## [What you have to do]
Quote, word for word, everything in the Hatch Act probe article from "Debra Katz, an" down to "to the investigation.".

## [Text excerpt]
━━━━━━━━━━━━━━━━━━━━
Office of Special Counsel sees progress in Hatch Act probe
A team is reviewing thousands of documents and has begun interviewing officials at smaller agencies.
The Office of Special Counsel is pushing ahead with its investigation of suspected Hatch Act violations involving White House political operatives, despite new criticism of Special Counsel Scott Bloch and his probe.
An OSC Hatch Act team is reviewing thousands of documents received from agencies and has begun interviewing officials at smaller agencies, among them the Office of National Drug Control Policy, an OSC spokesman said. In July, the House Oversight and Government Reform Committee, which is conducting a separate investigation, released documents indicating top agency officials traveled around the country at taxpayer expense to make appearances with vulnerable Republican congressional candidates.
The White House and the Drug Control Policy office have said the officials were there to talk about drug programs, not politics.
After the disclosure in March that a White House official gave a PowerPoint briefing on Republican plans for the 2008 congressional elections to appointees at the General Services Administration, Bloch announced OSC had launched a probe of the presentations, which was later disclosed to have been given to appointees at most large agencies.
The OSC is charged enforcing the Hatch Act's ban on partisan politics by federal employees. Though it is doubtful the briefings themselves violated the act, the investigation will likely focus on whether the presentations spurred actions by federal officials to help Republican candidates, through such steps as awarding contracts or grants in targeted congressional districts, according to Hatch Act experts. Explicit discussions by White House or agency officials about partisan political activity may have been illegal.
Since it began, OSC's investigation -- and Bloch's role in it -- has been criticized by nonprofit whistleblower rights groups aligned against Bloch. Since 2005, the Office of Personnel Management's inspector general has been looking into whether Bloch dismissed whistleblower cases without enough examination and retaliated against employees who opposed his policies. That investigation ultimately could lead to a recommendation that President Bush remove Bloch.
Debra Katz, an attorney who represents some of the OSC employees, accused Bloch of using the Hatch Act investigation to inoculate himself from possible firing by the White House, a charge Bloch adamantly rejects.
Controversy over Bloch gained renewed attention last week amid the disclosure that investigators found he had hired a computer service last winter to erase his computer's hard drive, potentially erasing files relevant to the investigation.
Bloch said the files were not relevant and that he hired the company due to a computer virus. He added that because of the ongoing Hatch Act probe, the OPM IG has a conflict of interest in its investigation of him. Bloch has declined to recuse himself from OSC's investigation, though he is not involved in its day-to-day activity.
━━━━━━━━━━━━━━━━━━━━
Point localization data:

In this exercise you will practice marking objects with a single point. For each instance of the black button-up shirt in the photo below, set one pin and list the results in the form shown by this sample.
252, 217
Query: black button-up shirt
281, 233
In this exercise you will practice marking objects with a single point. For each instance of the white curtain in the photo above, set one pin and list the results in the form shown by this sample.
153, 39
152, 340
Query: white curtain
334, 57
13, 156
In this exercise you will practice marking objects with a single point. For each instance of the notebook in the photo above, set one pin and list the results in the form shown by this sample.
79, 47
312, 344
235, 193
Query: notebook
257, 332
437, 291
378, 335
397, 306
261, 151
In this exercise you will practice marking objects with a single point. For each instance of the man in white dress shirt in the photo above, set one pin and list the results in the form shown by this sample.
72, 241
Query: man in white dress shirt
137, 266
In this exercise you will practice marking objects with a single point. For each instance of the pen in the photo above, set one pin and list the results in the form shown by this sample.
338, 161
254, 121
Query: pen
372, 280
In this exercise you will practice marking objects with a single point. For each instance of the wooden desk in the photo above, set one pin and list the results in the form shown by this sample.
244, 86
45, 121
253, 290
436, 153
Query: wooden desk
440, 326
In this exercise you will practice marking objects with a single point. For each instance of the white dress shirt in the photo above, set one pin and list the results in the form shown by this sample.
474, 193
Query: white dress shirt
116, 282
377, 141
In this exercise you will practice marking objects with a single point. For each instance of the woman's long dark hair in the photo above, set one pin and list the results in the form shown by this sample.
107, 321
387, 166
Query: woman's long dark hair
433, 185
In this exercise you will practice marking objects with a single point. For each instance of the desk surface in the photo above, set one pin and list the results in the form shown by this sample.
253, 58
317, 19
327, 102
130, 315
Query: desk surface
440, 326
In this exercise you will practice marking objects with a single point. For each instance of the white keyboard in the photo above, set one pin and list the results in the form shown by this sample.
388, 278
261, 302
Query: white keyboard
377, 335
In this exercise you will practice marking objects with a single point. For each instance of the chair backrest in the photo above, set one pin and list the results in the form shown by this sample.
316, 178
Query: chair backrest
━━━━━━━━━━━━━━━━━━━━
## [Output below]
Debra Katz, an attorney who represents some of the OSC employees, accused Bloch of using the Hatch Act investigation to inoculate himself from possible firing by the White House, a charge Bloch adamantly rejects.
Controversy over Bloch gained renewed attention last week amid the disclosure that investigators found he had hired a computer service last winter to erase his computer's hard drive, potentially erasing files relevant to the investigation.